• [Exercise directions] Return the listing below unchanged, minus its pictures.

##### Data shown

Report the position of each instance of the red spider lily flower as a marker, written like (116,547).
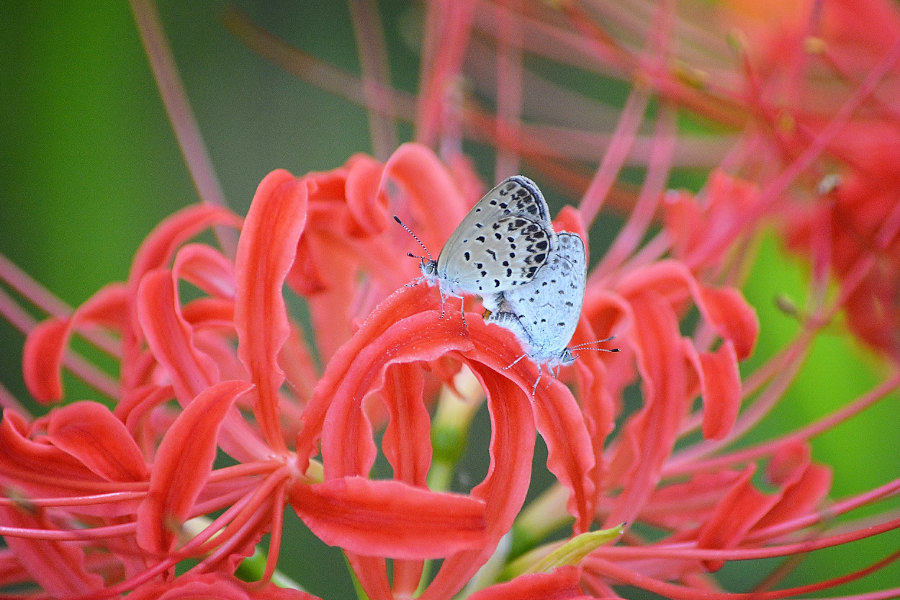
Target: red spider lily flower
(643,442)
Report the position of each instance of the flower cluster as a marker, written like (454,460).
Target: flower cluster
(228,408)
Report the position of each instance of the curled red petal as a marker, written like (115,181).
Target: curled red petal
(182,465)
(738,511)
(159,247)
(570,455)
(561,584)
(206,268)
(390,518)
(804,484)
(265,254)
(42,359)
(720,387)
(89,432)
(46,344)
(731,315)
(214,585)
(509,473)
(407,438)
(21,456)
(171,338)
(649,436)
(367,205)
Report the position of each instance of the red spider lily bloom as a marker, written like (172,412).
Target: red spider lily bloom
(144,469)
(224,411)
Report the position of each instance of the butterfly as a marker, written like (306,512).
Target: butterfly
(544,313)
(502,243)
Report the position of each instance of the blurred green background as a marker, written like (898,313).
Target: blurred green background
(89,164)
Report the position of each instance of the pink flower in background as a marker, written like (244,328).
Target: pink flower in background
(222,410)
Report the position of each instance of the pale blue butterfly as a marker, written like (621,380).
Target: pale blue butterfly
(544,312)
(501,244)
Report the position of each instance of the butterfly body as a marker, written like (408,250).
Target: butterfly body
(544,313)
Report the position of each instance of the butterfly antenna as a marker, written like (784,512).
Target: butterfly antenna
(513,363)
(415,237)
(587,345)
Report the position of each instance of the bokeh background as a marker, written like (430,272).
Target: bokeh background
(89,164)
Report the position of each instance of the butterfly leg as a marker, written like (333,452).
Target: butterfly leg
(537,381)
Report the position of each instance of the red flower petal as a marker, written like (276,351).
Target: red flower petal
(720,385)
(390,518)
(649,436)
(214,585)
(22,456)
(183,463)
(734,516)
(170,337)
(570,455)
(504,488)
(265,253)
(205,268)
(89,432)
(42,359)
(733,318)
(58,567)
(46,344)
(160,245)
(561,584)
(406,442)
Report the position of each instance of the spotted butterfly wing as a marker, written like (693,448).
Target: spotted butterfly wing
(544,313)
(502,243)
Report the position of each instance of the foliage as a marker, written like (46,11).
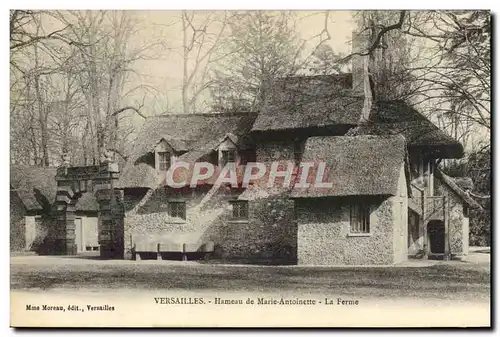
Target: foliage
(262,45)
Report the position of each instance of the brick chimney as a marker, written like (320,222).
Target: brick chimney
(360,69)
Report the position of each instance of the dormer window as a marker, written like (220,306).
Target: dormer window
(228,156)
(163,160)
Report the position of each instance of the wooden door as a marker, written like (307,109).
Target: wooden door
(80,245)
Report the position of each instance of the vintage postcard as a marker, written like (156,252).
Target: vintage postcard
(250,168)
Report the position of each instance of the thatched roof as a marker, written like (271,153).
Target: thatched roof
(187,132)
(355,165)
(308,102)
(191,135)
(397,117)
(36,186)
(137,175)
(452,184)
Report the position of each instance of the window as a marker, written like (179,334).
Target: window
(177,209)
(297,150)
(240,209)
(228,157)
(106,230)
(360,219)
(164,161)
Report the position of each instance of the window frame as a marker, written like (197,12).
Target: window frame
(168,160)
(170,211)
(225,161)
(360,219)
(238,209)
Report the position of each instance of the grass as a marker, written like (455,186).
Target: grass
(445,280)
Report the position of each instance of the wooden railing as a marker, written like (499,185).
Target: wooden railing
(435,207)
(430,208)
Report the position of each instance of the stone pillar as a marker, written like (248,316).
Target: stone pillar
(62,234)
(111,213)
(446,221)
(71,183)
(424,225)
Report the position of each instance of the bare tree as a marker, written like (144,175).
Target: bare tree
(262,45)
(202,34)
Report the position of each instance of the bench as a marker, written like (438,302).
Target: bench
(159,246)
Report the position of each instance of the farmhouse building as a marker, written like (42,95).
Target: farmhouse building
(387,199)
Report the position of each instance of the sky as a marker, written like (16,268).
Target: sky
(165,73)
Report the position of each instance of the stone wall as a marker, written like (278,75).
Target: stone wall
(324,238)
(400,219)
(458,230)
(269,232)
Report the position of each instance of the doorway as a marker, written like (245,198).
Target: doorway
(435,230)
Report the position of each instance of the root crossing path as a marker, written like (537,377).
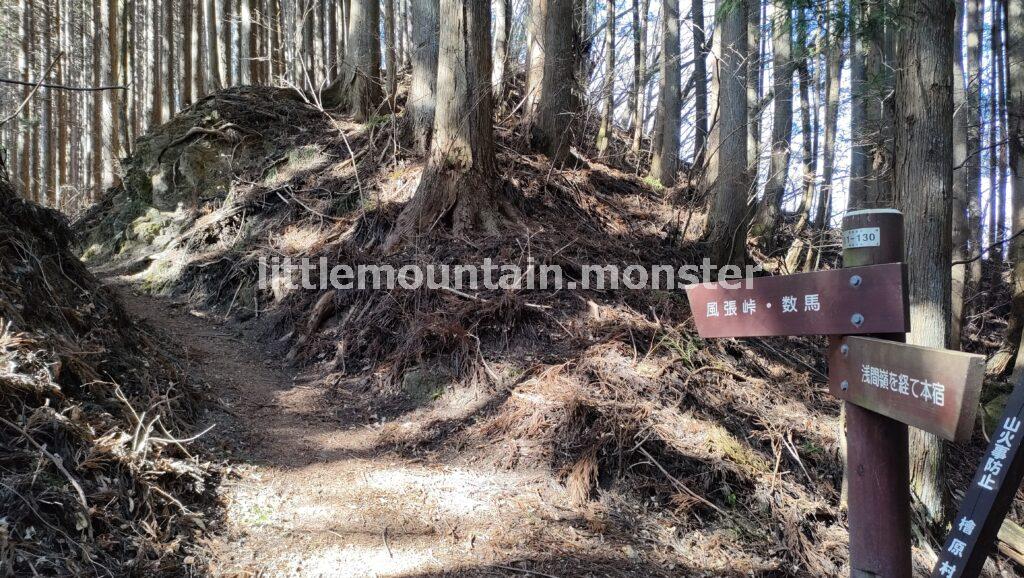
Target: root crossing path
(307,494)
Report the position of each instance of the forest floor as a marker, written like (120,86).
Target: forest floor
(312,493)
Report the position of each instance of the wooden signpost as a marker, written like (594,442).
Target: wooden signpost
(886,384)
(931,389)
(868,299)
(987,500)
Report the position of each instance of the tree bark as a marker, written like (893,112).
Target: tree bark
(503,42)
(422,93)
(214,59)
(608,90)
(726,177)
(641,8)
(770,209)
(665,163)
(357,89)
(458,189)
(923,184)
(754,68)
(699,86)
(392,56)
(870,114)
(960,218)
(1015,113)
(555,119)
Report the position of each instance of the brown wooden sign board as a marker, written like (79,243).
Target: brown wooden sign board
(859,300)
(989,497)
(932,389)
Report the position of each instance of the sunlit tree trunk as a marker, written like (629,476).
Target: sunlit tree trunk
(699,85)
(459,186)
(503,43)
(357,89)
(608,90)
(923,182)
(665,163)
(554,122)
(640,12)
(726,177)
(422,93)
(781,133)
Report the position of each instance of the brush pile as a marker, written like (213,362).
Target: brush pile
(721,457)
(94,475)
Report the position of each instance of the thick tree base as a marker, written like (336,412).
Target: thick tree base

##########

• [Response]
Report the position of each instance of the red spider lily flower as a marker, written like (116,547).
Target: red spider lily flower
(643,442)
Report the position of each instance of the flower cluster as a marker, written like (454,460).
Target: flower cluster
(228,408)
Report the position of each instance of the curled red petal as a marker, written like (115,181).
Target: curled red petal
(182,465)
(738,511)
(159,247)
(570,455)
(561,584)
(206,268)
(390,518)
(804,484)
(265,254)
(42,359)
(720,387)
(89,432)
(46,344)
(731,315)
(214,585)
(509,473)
(407,438)
(21,456)
(171,338)
(649,436)
(367,205)
Report the position of each instance of the red spider lily bloom as a marker, written like (172,412).
Target: red spider lily bloom
(144,469)
(224,411)
Report the position of each instance of the butterfly as a marker, written like (306,512).
Target: butterfly
(544,313)
(502,243)
Report the position of each instance of the blurred green background as a marker, written like (898,313).
Target: blurred green background
(89,164)
Report the position of each instance of the pink flower in background as a marker, written like (244,328).
Target: pink flower in background
(222,410)
Report the position of each instance of the pale blue butterfly as a marker, written like (621,380).
Target: pale blue butterfly
(544,312)
(501,244)
Report the position of each instance of the butterfly body as a marker, written like (408,250).
Target: butterfly body
(544,313)
Report the position of each instance of the butterfly antenna as a marker, written like (784,512).
Target: butterfly antenna
(513,363)
(415,237)
(587,345)
Report the position of each instance of the bokeh background as a marker, written like (430,272).
Target: bokeh background
(89,164)
Report the position of each instance of the butterfly leg as a marker, written like (333,452).
Target: butterfly leg
(537,381)
Report the position of each instance of the red flower petal as a marker, written like (276,351).
Target: red flower petal
(720,385)
(390,518)
(649,436)
(214,585)
(22,456)
(183,463)
(734,516)
(170,337)
(570,455)
(504,488)
(265,253)
(205,268)
(89,432)
(42,359)
(733,318)
(58,567)
(46,344)
(160,245)
(561,584)
(406,442)
Report the position of each instance of the spotted butterfly wing as a marker, written like (693,448).
Target: spotted butterfly wing
(544,313)
(502,243)
Report the position of each instance of the foliage as a marker, written like (46,11).
Target: foliage
(262,45)
Report the position of each instance of the brick chimney as a marker, written like (320,222).
Target: brick chimney
(360,69)
Report the position of each instance of the dormer window as a marker, written like (220,306).
Target: dormer window
(228,156)
(163,160)
Report the position of each instance of the wooden door as a marker, written like (307,109).
Target: wooden door
(80,245)
Report the position of each instance of the vintage postcard as a marker, written like (156,252).
Target: vintage postcard
(250,168)
Report the position of each instance of the thatched roof as a marker, written like (271,153).
Target: thatched roof
(187,132)
(355,165)
(308,102)
(191,135)
(397,117)
(36,186)
(137,175)
(452,184)
Report the position of each instance of the window as a marker, written like (179,334).
Target: window
(177,209)
(297,150)
(240,209)
(228,157)
(106,230)
(360,219)
(164,161)
Report the position of each instance of the window frame as a marker, written like (197,12).
Target: window frame
(168,160)
(170,211)
(225,161)
(360,219)
(238,209)
Report the position of each instance of the grass as a marker, written like (455,186).
Target: grass
(445,280)
Report the position of each instance of the wooden railing as a marker, written like (499,185).
Target: wooden railing
(435,207)
(430,208)
Report the position of each instance of the stone pillar as a marker, written like (248,316).
Target: stone pillar
(62,234)
(111,213)
(446,221)
(71,183)
(424,225)
Report the position of each instance of the bare tree as a marker, written like (144,175).
Target: bare tree
(262,45)
(202,34)
Report the position of each instance of the bench as a marker, written like (438,302).
Target: bench
(159,246)
Report the position of each instance of the farmhouse building as a marker, written like (42,95).
Target: farmhouse building
(387,199)
Report the position of each instance of the sky as a marker, written like (16,268).
Target: sky
(165,73)
Report the position of each instance of the stone wall as a marker, written like (278,75).
Target: stone wall
(324,238)
(400,219)
(458,230)
(269,232)
Report the position of each instance of the doorway as a marker, written like (245,198).
Target: doorway
(435,230)
Report the position of each instance of the root crossing path as a marker, written like (537,377).
Target: root crossing path
(307,494)
Report the position of each instance of the forest floor as a marker, written like (120,86).
Target: forest floor
(312,493)
Report the position of each instance of the wooden signpost as a marker, written like (594,442).
Target: wooden signpost
(886,384)
(931,389)
(868,299)
(987,500)
Report the position of each instance of the tree bark as a marker, written like (893,112).
Target: tree bark
(503,42)
(422,93)
(214,59)
(608,90)
(726,177)
(641,8)
(770,209)
(665,163)
(357,89)
(458,189)
(923,184)
(754,68)
(699,86)
(392,56)
(870,114)
(960,218)
(1015,113)
(555,119)
Report the position of each instance of the brown wooden sign board as a marker, written like (79,243).
Target: brown wooden sign board
(859,300)
(989,497)
(932,389)
Report the position of each instance of the sunlit tree trunk as a marker, written like (629,476).
Target: sunlit tree trunk
(699,85)
(459,186)
(503,43)
(357,89)
(608,90)
(923,182)
(665,163)
(554,122)
(640,12)
(726,177)
(422,93)
(781,133)
Report the position of each instance of the brush pile as a marker, written like (213,362).
Target: brush pile
(721,457)
(94,475)
Report the position of each instance of the thick tree base as a marker, written like (336,412).
Target: thick tree base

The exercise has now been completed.